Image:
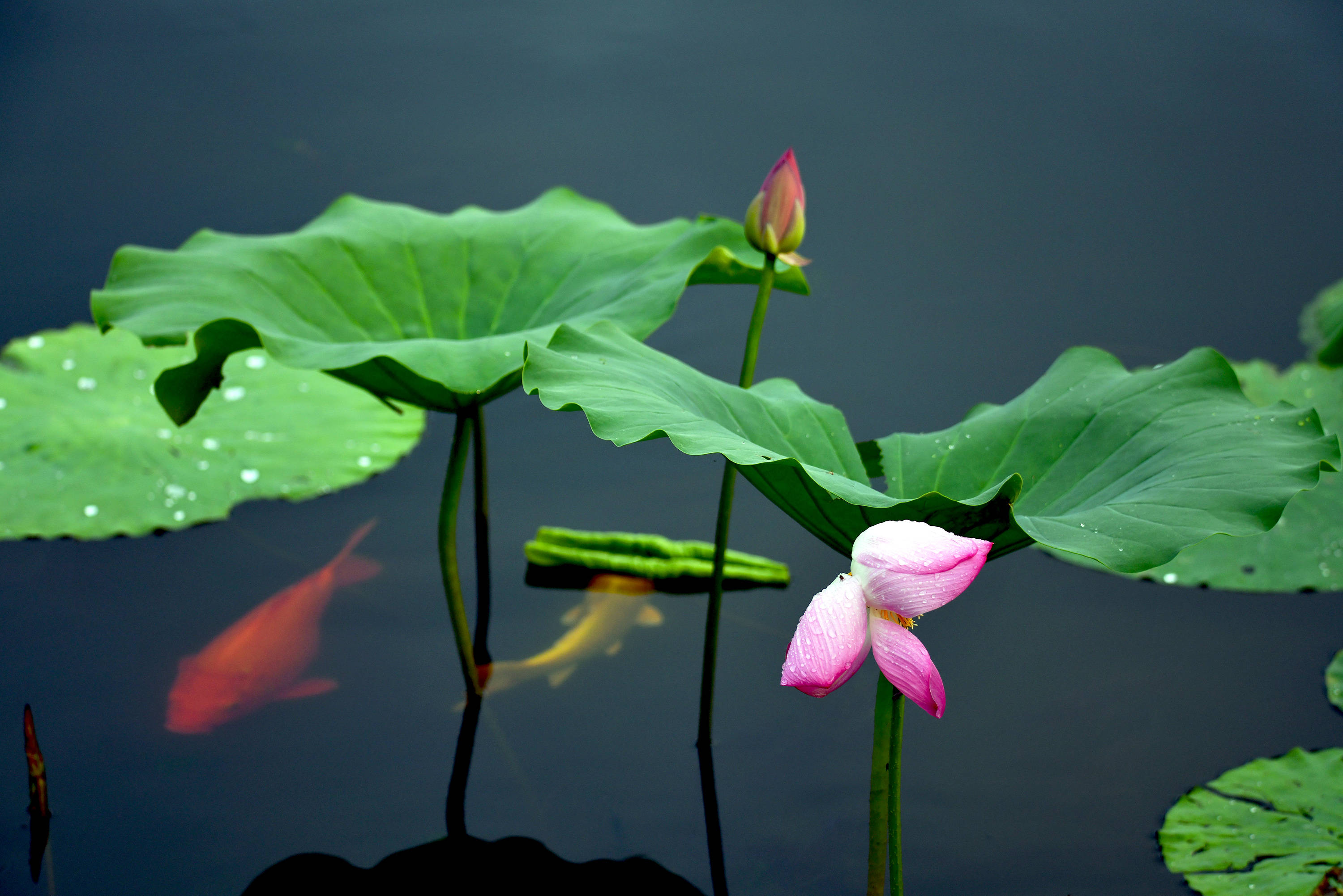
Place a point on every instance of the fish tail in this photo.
(351, 569)
(354, 541)
(354, 569)
(504, 676)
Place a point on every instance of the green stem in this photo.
(456, 812)
(898, 725)
(704, 742)
(879, 800)
(480, 649)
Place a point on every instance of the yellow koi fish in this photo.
(612, 606)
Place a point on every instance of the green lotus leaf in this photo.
(1272, 827)
(1322, 325)
(723, 266)
(1305, 551)
(86, 452)
(1092, 460)
(570, 558)
(423, 308)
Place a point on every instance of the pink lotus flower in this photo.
(902, 569)
(775, 221)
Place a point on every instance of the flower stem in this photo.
(879, 813)
(480, 649)
(456, 812)
(704, 742)
(898, 725)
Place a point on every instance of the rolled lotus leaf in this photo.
(570, 558)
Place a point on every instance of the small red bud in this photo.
(775, 219)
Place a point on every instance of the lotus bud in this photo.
(775, 221)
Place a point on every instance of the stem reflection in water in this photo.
(468, 653)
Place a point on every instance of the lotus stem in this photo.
(456, 812)
(704, 742)
(879, 798)
(480, 649)
(898, 725)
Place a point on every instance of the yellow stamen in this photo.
(890, 616)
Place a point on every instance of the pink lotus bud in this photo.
(830, 643)
(912, 567)
(775, 221)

◆ ◆ ◆ ◆

- **GIVEN REQUEST**: Reproduce all of the records above line for line, without the pictures.

- **TASK RESPONSE**:
Image:
Place a point on every instance of the fish tail in this photo.
(351, 569)
(354, 541)
(354, 569)
(504, 676)
Place a point on every instance of the green stem in this photo.
(456, 812)
(898, 725)
(704, 742)
(879, 800)
(480, 649)
Place a point on every instance of the yellow koi fish in this photo.
(612, 606)
Place a point on every instance of the green lotus leaf in this photo.
(1272, 827)
(1322, 325)
(723, 266)
(1305, 551)
(86, 452)
(1092, 460)
(570, 558)
(423, 308)
Place a point on every instance of the pink lotus flower in this photo.
(902, 569)
(775, 221)
Place a point on every instance of the flower stem in this photo.
(879, 813)
(480, 649)
(456, 812)
(704, 742)
(898, 725)
Place a point on every instance of the rolled lotus leaf in this photo.
(570, 558)
Place a point on every instance of the small red bud in this photo.
(775, 219)
Place a point on every instance of the lotus bud in this photo.
(775, 221)
Place a point on every instance of the stem reflection in water in this photo.
(468, 653)
Place a point on every instance of the lotus stem in this photo.
(456, 812)
(704, 742)
(879, 798)
(480, 649)
(898, 725)
Place a point on every instance of the yellow stamen in this photo.
(890, 616)
Place a point on every instance of the pink lotus bud in this photo.
(830, 643)
(912, 567)
(775, 221)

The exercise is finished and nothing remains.